_Stored data:_
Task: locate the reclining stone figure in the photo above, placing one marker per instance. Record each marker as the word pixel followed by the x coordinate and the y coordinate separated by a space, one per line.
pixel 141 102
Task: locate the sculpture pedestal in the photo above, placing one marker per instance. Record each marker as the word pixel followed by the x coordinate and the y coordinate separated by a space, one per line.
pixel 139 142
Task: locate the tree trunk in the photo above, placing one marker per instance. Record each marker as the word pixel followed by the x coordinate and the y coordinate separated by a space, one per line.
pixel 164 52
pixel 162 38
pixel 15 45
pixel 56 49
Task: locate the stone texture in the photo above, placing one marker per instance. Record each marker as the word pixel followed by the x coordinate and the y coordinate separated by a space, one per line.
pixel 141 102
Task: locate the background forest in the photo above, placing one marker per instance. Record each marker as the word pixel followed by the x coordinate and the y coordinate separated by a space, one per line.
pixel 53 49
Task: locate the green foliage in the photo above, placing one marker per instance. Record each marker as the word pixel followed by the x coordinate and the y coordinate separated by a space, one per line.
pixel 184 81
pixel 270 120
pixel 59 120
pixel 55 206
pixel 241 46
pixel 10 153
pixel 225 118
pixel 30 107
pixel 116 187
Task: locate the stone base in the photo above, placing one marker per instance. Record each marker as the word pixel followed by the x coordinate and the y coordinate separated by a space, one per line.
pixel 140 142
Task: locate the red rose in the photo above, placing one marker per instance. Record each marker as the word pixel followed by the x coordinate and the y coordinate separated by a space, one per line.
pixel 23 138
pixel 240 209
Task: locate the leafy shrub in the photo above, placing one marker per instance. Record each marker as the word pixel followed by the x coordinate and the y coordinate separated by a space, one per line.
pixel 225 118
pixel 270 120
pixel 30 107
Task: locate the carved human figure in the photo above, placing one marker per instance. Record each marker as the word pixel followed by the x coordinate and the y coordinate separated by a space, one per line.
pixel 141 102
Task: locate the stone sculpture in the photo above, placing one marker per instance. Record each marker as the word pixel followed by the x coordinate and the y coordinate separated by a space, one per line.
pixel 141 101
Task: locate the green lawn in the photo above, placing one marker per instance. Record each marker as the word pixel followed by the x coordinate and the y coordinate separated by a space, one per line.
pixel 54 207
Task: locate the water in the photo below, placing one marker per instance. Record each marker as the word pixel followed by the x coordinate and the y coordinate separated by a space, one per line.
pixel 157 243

_What to produce:_ Quote word for word the part of the records that opens with the line containing "Task: locate the stone base" and closes with the line containing "pixel 54 207", including both of those lines.

_Written answer:_
Task: locate the stone base in the photo above, placing one marker per instance. Record each marker as the word pixel followed by the x coordinate and the y coordinate separated by a space, one per line.
pixel 140 142
Task: locate the red rose in the photo above, placing one marker per instance. Record each marker as the word pixel followed by the x coordinate and the y coordinate separated by a space, one per line.
pixel 23 138
pixel 240 209
Task: locate the leafy shrub in the photo above, placing one marker per instance. Record each marker as the word pixel followed by the x coordinate and the y coordinate separated by a space, one per line.
pixel 225 118
pixel 270 120
pixel 30 107
Task: locate the carved human figure in the photo above, placing one marker per instance. Record each marker as the word pixel followed by the x coordinate and the y coordinate separated by a space, one per line.
pixel 141 102
Task: locate the stone sculpture in the photo above, placing one marker per instance. Record each marker as the word pixel followed by the x coordinate and the y coordinate separated by a space, one per line.
pixel 141 101
Task: locate the green lawn in the photo above, placing one marker per instance. Record each marker as the word pixel followed by the x coordinate and the y coordinate separated by a space, one per line.
pixel 54 207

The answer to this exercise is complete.